Contour annotation records:
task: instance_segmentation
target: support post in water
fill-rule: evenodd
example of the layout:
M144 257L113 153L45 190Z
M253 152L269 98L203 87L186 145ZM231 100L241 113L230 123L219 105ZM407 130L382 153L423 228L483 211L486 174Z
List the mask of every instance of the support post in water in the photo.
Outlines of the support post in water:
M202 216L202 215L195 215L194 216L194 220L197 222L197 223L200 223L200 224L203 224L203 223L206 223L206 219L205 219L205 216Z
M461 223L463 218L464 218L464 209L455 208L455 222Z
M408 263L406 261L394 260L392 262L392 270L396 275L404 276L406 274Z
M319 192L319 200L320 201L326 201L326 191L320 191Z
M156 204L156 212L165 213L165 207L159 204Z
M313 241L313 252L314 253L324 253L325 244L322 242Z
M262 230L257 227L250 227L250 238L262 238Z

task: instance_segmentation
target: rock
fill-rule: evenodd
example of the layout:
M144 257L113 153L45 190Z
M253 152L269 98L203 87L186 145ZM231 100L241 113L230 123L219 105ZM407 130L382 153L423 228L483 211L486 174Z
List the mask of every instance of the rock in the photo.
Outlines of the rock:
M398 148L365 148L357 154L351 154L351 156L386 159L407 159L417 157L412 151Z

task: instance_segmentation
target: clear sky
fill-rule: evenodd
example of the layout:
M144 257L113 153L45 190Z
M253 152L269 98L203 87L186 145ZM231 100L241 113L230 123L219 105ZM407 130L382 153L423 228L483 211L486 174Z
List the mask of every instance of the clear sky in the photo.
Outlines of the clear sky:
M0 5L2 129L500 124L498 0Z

What the exercise asks:
Arrange the records as a Markdown table with the columns "Row" and "Line", starting at the first line and ending after the line that contains "M262 230L257 227L250 227L250 238L262 238Z". Number each line and skip any blank ones.

Complete response:
| Row | Line |
|---|---|
| 1 | task: instance_segmentation |
| 2 | target: support post in water |
| 3 | fill-rule: evenodd |
| 4 | example of the layout: |
| 5 | M144 257L113 153L45 190Z |
| 6 | M253 152L269 98L203 87L186 145ZM231 100L241 113L230 123L219 105ZM407 130L382 153L423 228L483 211L486 174Z |
| 7 | List the mask of every instance of the support post in water in the photo. |
| 8 | Outlines of the support post in water: |
| 9 | M202 216L202 215L195 215L194 216L194 220L197 222L197 223L200 223L200 224L203 224L203 223L206 223L206 219L205 219L205 216Z |
| 10 | M461 223L463 218L464 218L464 209L455 208L455 222Z |
| 11 | M408 263L406 261L394 260L392 262L392 270L396 275L404 276L406 274Z |
| 12 | M319 192L319 200L320 201L326 201L326 191L320 191Z |
| 13 | M156 204L156 212L165 213L165 207L159 204Z |
| 14 | M313 241L313 252L314 253L324 253L325 244L322 242Z |
| 15 | M262 230L257 227L250 227L250 238L262 238Z |